# TASKS TO COMPLETE
A – Answer these questions from the text on Christmas stockings:
(i) In what year was Clement Clarke Moore's Christmas poem written?
(ii) Of what place was St. Nicholas the bishop?
(iii) How many bags of gold did St. Nicholas drop down the chimney?
B – Continue the text on Christmas stockings from its last sentence.

# PAGE TEXT
====

While you might be getting chocolate or socks in your stocking Christmas morning, the tradition began with bags of gold.
Les Ellenor
Former English professor Les Ellenor explains the significance of magical oranges at Christmas.

"The stockings were hung by the chimney with care," reads Clement Clarke Moore's well-loved Christmas poem.

Written in 1822, Moore introduced Santa's sleigh and reindeer to a world familiar with St. Nicholas, the patron saint of children.

The tradition of hanging stockings, however, began long before.

St. Nicholas was the bishop of Myra in Asia Minor (Turkey)," says Les Ellenor, retired Okanagan College English professor. "He was a very generous man and he heard about three girls who could not marry because they didn’t have dowries. So he climbed up on the roof of their house and dropped three bags of gold down the chimney."

The year was 230 AD and the bags landed in the girls' stockings, which were drying by the fire, says Ellenor.

Before science proved the Earth orbits around the sun on an annual basis, by  December, people in the Northern Hemisphere were worried the short, dark days of winter would never give way to the warmth of spring.

"Everybody worships the sun and has done for millions of years; the sun is life-giving," Ellenor says, noting the sun remains static for about four or five days at the solstices, with winter officially beginning Dec. 21 or 22.

====

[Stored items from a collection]
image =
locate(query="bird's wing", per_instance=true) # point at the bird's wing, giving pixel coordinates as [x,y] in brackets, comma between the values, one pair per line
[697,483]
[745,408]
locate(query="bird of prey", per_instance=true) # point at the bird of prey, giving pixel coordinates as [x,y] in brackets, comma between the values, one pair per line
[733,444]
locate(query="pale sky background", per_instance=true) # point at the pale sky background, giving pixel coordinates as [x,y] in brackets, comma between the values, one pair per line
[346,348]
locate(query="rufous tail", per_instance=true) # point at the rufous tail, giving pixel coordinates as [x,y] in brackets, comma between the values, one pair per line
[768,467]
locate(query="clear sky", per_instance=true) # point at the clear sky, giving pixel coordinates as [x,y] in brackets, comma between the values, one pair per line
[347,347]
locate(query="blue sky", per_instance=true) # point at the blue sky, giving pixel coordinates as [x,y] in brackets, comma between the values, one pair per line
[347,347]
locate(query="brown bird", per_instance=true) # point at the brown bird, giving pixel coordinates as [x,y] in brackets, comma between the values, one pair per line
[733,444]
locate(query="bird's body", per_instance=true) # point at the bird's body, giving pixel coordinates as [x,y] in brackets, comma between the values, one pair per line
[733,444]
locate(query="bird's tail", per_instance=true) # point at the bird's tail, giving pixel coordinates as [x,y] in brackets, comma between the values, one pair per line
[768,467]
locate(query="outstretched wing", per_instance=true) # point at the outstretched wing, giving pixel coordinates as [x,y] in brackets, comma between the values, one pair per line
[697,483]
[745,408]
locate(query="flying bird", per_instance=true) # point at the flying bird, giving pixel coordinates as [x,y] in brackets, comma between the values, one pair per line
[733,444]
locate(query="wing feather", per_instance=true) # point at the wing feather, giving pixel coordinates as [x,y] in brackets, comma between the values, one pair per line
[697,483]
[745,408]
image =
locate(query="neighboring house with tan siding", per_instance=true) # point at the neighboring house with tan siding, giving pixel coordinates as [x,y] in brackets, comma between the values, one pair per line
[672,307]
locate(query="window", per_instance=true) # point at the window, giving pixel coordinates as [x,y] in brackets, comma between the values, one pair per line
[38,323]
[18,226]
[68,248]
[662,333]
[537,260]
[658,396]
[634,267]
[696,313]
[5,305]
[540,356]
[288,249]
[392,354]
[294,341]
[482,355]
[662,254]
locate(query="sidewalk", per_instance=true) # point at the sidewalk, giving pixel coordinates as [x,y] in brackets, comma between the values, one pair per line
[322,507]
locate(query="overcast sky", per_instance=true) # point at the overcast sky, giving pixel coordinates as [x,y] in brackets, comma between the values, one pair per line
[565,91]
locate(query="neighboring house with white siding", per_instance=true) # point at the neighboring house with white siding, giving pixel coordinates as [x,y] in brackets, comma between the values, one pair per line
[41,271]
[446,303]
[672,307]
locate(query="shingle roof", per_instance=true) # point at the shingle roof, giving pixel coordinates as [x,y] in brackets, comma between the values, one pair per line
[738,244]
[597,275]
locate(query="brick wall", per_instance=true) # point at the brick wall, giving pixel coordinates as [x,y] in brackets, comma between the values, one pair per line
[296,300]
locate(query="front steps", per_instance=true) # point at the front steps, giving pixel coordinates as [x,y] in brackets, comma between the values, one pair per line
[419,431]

====

# THE RESPONSES
A –
(i) 1822
(ii) Myra in Asia Minor (Turkey)
(iii) Three

B –
If the sun didn’t come back, crops failed and people starved, as happened more than once when winter held its grip.

"They had to do magic in order to bring back the sun, and one of the ways they did it was with pudding; they would make a bowl and set fire to the pudding."

In Scotland, people rolled flaming barrels of oil down the hill in order to encourage the sun.

People would light bonfires to show the sun how to be warm and hot.

In Roman times, Saturnalia was held at the end of the year, a pagan festival designed to encourage Saturnas, the vegetation god, to bring good crops, health and prosperity.

"The important thing here was people gave each other fruits because fruits are full of life," says Ellenor. "They are like the sun and represent the returning sun – that’s why they are so pleasing, full of sweetness, and they bring happiness."

The practice of putting oranges in stockings began with its introduction to Europe in the Middle Ages.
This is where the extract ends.